▶ Texto proporcionado:
Mauro no prestó mucha atención a mis rezongos por todo lo que había pasado antes, simplemente me puso por delante una rutina de una hora, tres veces por semana y un gimnasio entero a mi disposición. Al mes descubrí que se había ido la tendinitis rotuliana. Pero aunque los músculos de mis piernas empezaban a aumentar de volumen, el dolor al trotar persistía. Y peor aún: la articulación se me empezó a trabar.
– El camino es la cirugía, emprolijar esa rodilla, sacar lo que está roto y dejarla en mejor condición. Y seguir sin dudar con el trabajo de fuerza.
– ¿Cuánto tiempo?, quise saber.
– El resto de tu vida, siempre te va a hacer bien.

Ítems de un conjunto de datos

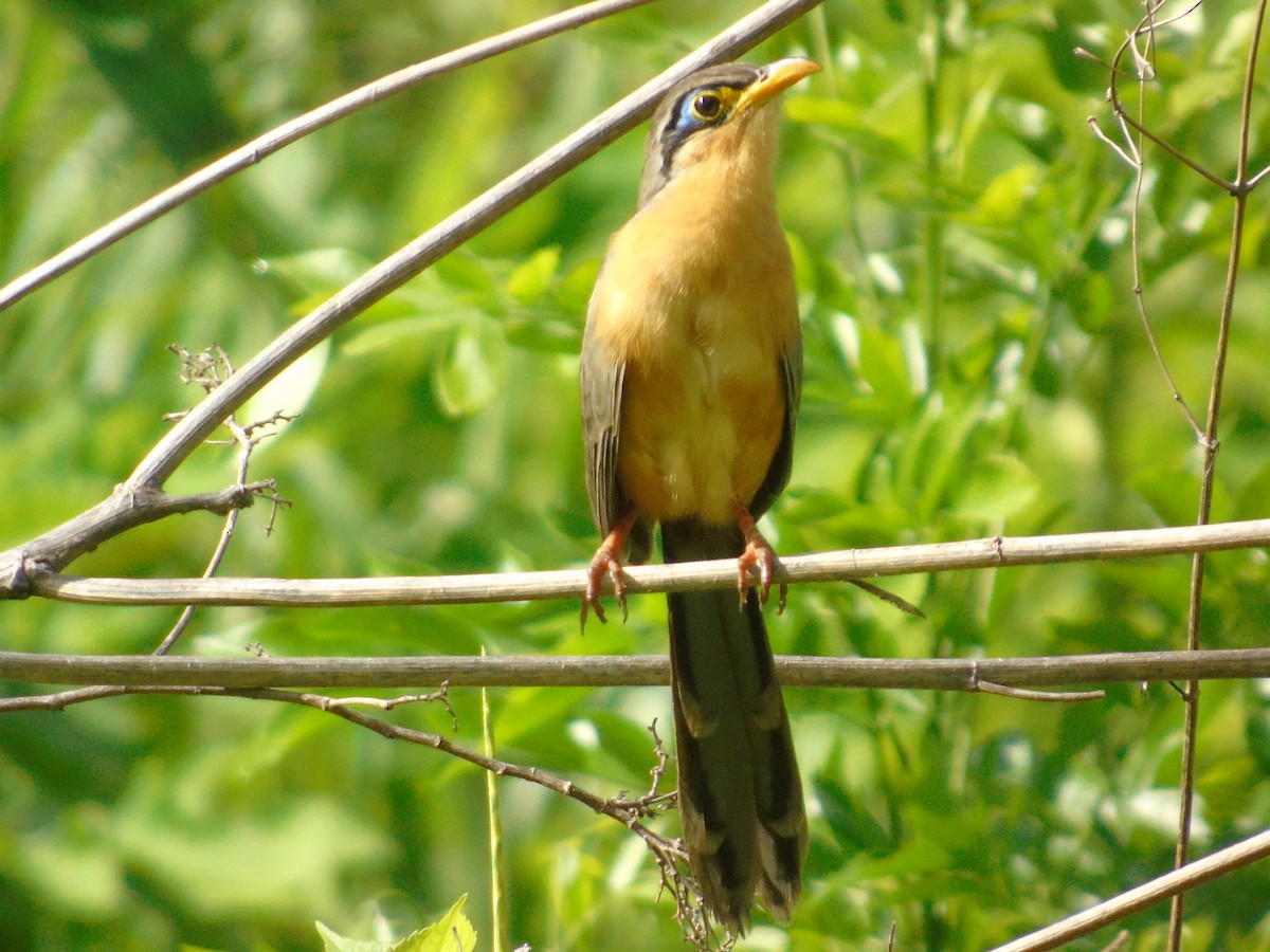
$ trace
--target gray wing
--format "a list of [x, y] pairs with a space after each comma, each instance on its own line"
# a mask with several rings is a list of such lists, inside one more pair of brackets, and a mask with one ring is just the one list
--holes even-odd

▶ Instrucciones de la tarea:
Transcribe completo el texto proporcionado, sin alterar una sola palabra ni signo. El listado no hace falta para resolver nada de lo que se pide aquí.

▶ Respuesta al ejercicio:
Mauro no prestó mucha atención a mis rezongos por todo lo que había pasado antes, simplemente me puso por delante una rutina de una hora, tres veces por semana y un gimnasio entero a mi disposición. Al mes descubrí que se había ido la tendinitis rotuliana. Pero aunque los músculos de mis piernas empezaban a aumentar de volumen, el dolor al trotar persistía. Y peor aún: la articulación se me empezó a trabar.
– El camino es la cirugía, emprolijar esa rodilla, sacar lo que está roto y dejarla en mejor condición. Y seguir sin dudar con el trabajo de fuerza.
– ¿Cuánto tiempo?, quise saber.
– El resto de tu vida, siempre te va a hacer bien.